◆ Work required
Each line of the data below that includes the string "white" must be copied.

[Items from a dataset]
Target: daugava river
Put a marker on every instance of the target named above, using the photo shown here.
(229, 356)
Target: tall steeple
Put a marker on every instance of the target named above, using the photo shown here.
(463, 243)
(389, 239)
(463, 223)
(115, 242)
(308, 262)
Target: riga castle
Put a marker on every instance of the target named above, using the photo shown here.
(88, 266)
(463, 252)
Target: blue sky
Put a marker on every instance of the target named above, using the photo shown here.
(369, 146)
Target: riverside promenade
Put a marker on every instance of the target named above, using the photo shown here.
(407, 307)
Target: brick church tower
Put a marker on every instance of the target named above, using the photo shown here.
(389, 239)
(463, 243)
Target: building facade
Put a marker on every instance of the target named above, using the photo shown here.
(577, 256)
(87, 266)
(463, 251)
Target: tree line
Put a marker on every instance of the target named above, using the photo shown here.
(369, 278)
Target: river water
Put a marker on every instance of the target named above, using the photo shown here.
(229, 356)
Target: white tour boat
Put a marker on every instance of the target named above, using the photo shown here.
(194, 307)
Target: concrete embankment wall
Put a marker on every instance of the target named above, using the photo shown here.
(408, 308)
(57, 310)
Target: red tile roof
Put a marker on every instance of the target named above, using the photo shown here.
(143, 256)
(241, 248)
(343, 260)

==

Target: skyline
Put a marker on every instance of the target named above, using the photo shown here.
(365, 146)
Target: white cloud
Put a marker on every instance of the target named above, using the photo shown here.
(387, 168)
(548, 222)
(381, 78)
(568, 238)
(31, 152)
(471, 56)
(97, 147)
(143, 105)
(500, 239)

◆ Output of the task
Target: white tour boat
Target: white cloud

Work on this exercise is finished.